**PAGE EXCERPT:**

Brought to you by that crazy but lovable guy... lindex

Replies are listed 'Best First'.
Re: A story of a Perl Monk and Problem
by Hero Zzyzzx (Curate) on May 19, 2001 at 18:12 UTC

    Well, this would be easy to do with an RDBMS, and given the sheer number of files, this may be the best way to do it.

    Read the directory in and put it into a table, in the method of your choice. In mySQL, an autoincrement field can create an "index" field for you, by which you can have a field that allows you to order and manage the files, separate from the filenames, which may or may not be sequential. Then, using the "limit" function, you can select and create links to the next "x" files, like so:

    select id,filename from files where id=$startid order by id limit 10

    It's then a simple thing to create a script that would allow you to page through these files. This would be very fast also, given the RDBMS backend, and you could have users choose how many to see per page.

    If the files change frequently, you can set up a cron job that would regularly update the table at the interval of your choice.

    There are advantages and disadvantages to this system, of course, but I've done something similar. The script I wrote manages a directory with about 1600 image files in it, and it works excellently.

Re: A story of a Perl Monk and Problem
by chipmunk (Parson) on May 19, 2001 at 19:32 UTC
    When using IO::Dir, the value you pass to $dir->seek(POS) should be a value returned from $dir->tell().

    These methods are wrappers around Perl's builtins, seekdir and telldir.

      Will the POS change if data in the direcotyr changes?
      What are the security implications of passing a seek POS through the web ?

      Brought to you by that crazy but lovable guy... lindex
Re: A story of a Perl Monk and Problem
by Brovnik (Hermit) on May 19, 2001 at 20:07 UTC
    Seek isn't really for skipping forwards into unknown territory like this unless you know enough about the file format to be able to know exactly where you want to go to. In particular, you can't do a "skip the next 100 files" command.

    However, if you do a

    push(@tells, $dir->tell());
    at the start of each page, it will allow you to use seek later to skip back to any of those particular points later using the values stored in the @tells array. E.G.
    # have now read through all files once and stored every # Nth position in @tells my $dirpos = @tells / 2; # start in the middle my $browsing = 1; while ($browsing) { my $action = ""; $f = $dir->seek($tells[$dirpos]); # code to go here to read next N files and display # results to user. # Come back here when we have an submit from the user # and $action set to the result. if ($action eq "pageforwards") { #should check for end $dirpos++; } elsif ($action eq "pagebackwards") { #should check for start $dirpos--; } else { # do other actions $browsing = 0; } }

    This way, you only have to store a value for every Nth file, which is a big reduction in storage.

**MATERIAL SUPPLIED:**
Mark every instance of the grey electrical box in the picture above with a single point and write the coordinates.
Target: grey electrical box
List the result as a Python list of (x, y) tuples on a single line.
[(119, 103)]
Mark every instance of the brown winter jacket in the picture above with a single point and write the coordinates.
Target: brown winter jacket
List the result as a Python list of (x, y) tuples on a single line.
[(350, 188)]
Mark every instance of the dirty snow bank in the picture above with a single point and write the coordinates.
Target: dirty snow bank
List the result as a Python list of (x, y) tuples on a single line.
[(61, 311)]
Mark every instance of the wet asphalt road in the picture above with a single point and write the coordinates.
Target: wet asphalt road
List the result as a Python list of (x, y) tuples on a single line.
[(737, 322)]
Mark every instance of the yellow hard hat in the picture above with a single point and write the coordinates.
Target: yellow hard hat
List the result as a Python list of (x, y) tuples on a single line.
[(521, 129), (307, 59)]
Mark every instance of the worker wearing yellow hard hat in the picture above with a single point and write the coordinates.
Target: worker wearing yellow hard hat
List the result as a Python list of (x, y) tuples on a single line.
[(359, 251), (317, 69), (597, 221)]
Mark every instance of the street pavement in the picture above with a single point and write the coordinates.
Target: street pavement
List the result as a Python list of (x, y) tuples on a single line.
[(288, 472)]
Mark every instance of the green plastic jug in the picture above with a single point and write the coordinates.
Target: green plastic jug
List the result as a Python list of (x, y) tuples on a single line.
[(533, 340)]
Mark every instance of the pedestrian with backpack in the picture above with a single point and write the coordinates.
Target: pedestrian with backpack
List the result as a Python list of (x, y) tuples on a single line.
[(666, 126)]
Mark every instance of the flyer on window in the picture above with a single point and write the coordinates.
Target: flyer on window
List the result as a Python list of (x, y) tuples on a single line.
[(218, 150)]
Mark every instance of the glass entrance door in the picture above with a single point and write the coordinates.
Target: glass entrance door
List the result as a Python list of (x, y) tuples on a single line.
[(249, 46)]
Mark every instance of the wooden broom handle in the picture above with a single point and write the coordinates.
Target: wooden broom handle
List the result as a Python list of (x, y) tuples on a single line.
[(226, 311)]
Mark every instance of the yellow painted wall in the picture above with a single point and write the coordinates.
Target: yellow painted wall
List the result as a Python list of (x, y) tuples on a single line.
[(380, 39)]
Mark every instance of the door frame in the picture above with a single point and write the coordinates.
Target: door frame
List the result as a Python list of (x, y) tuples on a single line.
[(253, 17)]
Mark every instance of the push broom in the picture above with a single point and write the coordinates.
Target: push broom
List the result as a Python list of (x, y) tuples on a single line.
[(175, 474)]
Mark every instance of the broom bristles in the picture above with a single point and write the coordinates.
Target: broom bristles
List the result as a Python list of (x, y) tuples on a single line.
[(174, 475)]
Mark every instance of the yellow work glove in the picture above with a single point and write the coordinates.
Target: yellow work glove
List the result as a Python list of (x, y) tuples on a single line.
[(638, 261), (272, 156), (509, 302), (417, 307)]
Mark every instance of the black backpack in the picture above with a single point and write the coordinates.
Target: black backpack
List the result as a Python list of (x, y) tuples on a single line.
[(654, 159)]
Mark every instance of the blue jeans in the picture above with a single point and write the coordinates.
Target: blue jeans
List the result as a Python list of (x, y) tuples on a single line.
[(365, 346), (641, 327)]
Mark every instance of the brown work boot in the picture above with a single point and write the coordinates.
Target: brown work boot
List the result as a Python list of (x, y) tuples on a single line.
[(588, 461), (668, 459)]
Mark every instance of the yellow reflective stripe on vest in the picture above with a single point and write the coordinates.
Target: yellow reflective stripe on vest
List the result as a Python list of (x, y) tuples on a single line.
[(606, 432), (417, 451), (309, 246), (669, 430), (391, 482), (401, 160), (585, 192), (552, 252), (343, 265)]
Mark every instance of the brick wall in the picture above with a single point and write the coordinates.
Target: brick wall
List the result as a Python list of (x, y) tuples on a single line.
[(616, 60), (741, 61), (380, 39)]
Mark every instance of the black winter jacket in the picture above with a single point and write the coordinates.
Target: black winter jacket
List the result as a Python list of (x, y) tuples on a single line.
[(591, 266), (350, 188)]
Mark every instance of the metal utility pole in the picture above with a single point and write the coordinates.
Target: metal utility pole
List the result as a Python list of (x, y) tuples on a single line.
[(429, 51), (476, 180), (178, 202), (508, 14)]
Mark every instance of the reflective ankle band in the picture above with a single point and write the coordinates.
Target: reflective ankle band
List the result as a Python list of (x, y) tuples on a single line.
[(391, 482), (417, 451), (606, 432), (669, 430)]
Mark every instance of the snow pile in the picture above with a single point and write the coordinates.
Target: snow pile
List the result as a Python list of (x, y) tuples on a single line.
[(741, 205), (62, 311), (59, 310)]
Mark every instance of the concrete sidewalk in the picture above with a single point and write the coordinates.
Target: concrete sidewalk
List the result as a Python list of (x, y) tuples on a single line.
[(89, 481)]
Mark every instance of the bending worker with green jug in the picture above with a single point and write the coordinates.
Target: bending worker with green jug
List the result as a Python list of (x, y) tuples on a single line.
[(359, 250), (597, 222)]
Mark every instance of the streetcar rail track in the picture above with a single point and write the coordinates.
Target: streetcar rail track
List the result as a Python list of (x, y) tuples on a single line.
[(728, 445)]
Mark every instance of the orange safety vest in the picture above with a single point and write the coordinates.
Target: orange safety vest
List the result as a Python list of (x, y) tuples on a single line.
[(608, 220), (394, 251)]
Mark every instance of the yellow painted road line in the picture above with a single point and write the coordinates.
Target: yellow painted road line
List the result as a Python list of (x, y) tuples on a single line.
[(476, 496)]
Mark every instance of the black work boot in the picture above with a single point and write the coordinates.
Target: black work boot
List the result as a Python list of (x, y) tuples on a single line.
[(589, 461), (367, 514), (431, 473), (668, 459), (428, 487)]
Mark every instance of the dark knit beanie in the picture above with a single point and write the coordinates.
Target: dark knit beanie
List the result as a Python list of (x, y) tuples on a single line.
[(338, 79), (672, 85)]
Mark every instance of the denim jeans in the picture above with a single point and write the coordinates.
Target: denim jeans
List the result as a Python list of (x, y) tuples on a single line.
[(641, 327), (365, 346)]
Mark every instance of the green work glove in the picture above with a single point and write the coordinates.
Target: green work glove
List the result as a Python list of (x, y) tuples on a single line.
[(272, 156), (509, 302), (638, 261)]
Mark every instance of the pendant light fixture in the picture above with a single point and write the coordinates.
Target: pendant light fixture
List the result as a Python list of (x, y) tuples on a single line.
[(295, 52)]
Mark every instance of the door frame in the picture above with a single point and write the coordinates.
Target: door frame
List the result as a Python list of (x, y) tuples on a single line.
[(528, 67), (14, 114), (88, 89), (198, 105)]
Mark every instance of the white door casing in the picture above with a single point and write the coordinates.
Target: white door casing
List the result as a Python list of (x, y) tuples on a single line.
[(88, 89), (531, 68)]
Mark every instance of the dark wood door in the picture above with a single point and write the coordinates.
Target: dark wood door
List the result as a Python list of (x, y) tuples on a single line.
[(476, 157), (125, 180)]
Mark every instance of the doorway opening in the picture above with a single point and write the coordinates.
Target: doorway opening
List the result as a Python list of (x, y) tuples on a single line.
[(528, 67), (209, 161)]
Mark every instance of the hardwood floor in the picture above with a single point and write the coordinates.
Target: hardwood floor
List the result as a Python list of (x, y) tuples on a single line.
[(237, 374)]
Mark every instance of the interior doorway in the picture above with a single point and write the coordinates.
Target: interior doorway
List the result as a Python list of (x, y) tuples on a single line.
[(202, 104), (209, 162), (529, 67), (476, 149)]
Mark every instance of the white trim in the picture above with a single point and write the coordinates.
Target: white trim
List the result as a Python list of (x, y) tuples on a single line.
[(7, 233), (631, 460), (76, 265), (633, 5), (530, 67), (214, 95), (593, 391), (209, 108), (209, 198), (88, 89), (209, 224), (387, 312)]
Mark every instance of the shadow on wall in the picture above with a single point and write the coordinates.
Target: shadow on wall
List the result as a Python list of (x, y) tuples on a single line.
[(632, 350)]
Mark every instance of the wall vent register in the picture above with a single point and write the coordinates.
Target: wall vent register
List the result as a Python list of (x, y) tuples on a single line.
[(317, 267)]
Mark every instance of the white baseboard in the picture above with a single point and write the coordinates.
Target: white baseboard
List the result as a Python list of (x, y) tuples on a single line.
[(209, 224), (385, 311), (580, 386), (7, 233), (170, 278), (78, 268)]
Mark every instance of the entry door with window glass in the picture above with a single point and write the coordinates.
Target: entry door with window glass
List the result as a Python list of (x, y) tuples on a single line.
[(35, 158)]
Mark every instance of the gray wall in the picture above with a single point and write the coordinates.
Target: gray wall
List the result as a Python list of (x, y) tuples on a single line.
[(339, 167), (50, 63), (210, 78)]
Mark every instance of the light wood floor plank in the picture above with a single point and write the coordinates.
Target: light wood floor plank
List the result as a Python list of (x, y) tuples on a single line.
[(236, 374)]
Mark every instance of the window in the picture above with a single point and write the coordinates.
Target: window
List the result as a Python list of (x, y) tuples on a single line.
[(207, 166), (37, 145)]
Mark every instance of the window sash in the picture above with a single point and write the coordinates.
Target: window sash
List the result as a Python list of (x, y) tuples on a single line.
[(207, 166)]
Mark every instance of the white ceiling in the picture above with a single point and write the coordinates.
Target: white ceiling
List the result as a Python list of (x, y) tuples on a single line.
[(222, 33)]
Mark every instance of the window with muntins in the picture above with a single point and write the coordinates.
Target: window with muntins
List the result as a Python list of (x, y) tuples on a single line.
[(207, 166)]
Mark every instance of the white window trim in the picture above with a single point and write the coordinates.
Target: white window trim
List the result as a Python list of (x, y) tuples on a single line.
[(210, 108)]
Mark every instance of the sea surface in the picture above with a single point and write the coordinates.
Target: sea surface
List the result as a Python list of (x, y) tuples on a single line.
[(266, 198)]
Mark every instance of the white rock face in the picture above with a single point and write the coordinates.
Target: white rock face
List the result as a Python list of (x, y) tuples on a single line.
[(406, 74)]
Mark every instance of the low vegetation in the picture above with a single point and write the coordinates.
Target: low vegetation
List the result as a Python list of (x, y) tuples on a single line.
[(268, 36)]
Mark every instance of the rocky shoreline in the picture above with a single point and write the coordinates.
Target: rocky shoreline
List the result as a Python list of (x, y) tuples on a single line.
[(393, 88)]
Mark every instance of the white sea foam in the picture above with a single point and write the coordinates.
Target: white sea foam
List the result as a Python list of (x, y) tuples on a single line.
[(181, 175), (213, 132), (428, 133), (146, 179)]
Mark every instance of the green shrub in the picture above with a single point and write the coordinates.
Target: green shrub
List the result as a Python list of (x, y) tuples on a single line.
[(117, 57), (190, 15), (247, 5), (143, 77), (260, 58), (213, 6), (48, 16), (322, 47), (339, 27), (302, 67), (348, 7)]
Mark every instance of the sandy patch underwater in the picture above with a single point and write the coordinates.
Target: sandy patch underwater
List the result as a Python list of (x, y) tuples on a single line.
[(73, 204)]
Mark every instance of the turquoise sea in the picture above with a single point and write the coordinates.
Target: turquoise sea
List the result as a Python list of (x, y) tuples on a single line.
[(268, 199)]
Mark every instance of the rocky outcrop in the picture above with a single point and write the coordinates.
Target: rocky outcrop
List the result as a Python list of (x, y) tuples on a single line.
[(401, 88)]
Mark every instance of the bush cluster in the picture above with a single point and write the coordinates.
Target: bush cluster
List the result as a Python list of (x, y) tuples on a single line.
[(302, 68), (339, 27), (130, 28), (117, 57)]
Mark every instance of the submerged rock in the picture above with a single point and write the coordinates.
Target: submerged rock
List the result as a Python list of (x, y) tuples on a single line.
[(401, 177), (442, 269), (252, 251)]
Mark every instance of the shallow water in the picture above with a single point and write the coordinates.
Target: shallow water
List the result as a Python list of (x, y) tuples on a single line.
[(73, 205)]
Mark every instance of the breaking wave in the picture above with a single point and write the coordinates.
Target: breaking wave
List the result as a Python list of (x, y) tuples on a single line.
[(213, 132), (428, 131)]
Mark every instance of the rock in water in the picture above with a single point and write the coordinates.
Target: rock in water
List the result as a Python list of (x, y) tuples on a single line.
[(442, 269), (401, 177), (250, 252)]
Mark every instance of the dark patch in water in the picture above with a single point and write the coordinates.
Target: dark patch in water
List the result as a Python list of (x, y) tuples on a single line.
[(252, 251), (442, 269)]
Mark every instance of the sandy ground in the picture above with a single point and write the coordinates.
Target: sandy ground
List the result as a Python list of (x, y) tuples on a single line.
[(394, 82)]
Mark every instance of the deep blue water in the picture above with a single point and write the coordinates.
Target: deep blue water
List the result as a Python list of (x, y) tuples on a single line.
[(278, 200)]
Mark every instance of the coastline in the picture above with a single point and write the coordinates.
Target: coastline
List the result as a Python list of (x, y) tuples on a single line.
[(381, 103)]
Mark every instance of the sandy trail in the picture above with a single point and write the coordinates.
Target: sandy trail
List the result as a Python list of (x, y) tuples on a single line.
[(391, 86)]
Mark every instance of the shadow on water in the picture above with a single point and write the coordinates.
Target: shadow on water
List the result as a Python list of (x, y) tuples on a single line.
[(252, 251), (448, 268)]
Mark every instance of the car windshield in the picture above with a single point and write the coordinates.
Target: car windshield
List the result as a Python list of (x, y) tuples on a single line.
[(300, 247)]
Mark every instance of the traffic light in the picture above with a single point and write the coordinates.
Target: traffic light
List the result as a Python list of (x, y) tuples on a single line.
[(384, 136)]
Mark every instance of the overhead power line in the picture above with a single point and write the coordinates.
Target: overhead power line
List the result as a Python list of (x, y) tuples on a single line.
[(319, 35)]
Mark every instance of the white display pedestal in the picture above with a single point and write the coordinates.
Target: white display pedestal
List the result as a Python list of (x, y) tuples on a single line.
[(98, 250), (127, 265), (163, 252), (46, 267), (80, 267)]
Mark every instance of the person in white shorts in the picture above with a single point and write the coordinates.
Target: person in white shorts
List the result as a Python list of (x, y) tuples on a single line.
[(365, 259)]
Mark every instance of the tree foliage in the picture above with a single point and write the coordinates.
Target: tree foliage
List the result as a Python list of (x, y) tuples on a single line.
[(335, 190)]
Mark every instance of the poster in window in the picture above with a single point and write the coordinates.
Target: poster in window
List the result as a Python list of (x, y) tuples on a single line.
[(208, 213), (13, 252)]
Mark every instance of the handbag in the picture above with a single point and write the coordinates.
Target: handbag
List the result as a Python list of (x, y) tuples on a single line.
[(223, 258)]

**TASK INSTRUCTIONS:**
- A) Copy the entries word for word, from the line containing "Mark every instance of the white door" through the line containing "[(202, 104), (209, 162), (529, 67), (476, 149)]", including both of those lines.
- B) Write a continuation of the Perl forum thread about paging through a large directory.

**ANSWERS BY TASK:**
- A)
Mark every instance of the white door casing in the picture above with a single point and write the coordinates.
Target: white door casing
List the result as a Python list of (x, y) tuples on a single line.
[(88, 89), (531, 68)]
Mark every instance of the dark wood door in the picture above with a single point and write the coordinates.
Target: dark wood door
List the result as a Python list of (x, y) tuples on a single line.
[(476, 157), (125, 180)]
Mark every instance of the doorway opening in the picture above with a single point and write the coordinates.
Target: doorway opening
List the result as a Python list of (x, y) tuples on a single line.
[(528, 67), (209, 161)]
Mark every instance of the hardwood floor in the picture above with a single point and write the coordinates.
Target: hardwood floor
List the result as a Python list of (x, y) tuples on a single line.
[(237, 374)]
Mark every instance of the interior doorway in the picture above with a single point and write the coordinates.
Target: interior doorway
List the result as a Python list of (x, y) tuples on a single line.
[(202, 104), (209, 162), (529, 67), (476, 149)]

- B)
    --
    Brovnik.

      But wouldn't it still need to go through the directory on every request from the web? I still think an RDBMS would be better. You'd only loop through the files when you create the table, and the memory requirements would be minimal, beyond the mySQL daemon running.

      After you had your table with filenames, you would then only select the few filenames you needed to create each index page. The list of files is already prepared and stored in the table, there's minimal extra stuff involved to give a user a page.

        Yes, it would. This falls into the "If I were trying to get there, I wouldn't start from here category", but I was answering the specific point about "how do I use seek(POS)" rather than the broader "how do I present 90,000 files to the user".

        I agree with thpfft trying to present them all to the user isn't the way, and a search would be much better.

        Unless the filenames are descriptive (and this is difficult if they are in 8.3 notation), the search needs to be on some content or keywords related to the file as well, so you really should have some sort of persistent Database interface to the directory.
        --
        Brovnik.

        Edit: chipmunk 2001-05-19

Re: A story of a Perl Monk and Problem
by jepri (Parson) on May 19, 2001 at 18:05 UTC
    What happens when you work on a smaller directory and use seeks? Try printing ten at a time then setting the POS back and trying to print the same thing out again.

    ____________________
    Jeremy
    I didn't believe in evil until I dated it.

Re: A story of a Perl Monk and Problem
by thpfft (Chaplain) on May 19, 2001 at 21:09 UTC

    Seems to me that no amount of seeking will let someone find the right file from 90,000. Perhaps you need to offer a different interface to the classical file manager. Let people search by date range or title, for example, or find some regularity in the data which will let you break the collection into chunks. But then you'd probably need a database for that too.

    Anyway, perhaps the simplest paging mechanism would be just to pass the name of the file at the end of the previous list, rather than trying to carry numbers? Then you can use something like:

    # $filename comes from input my $marker; $marker = readdir(DIR) while ($filename cmp $marker); print "$_: " . readdir(DIR) . "\n" for (1..10) ;

    Which assumes an alphabetical list but should survive deletion of the marker file, at least.

    updated to remove stupid mistake before anyone notices.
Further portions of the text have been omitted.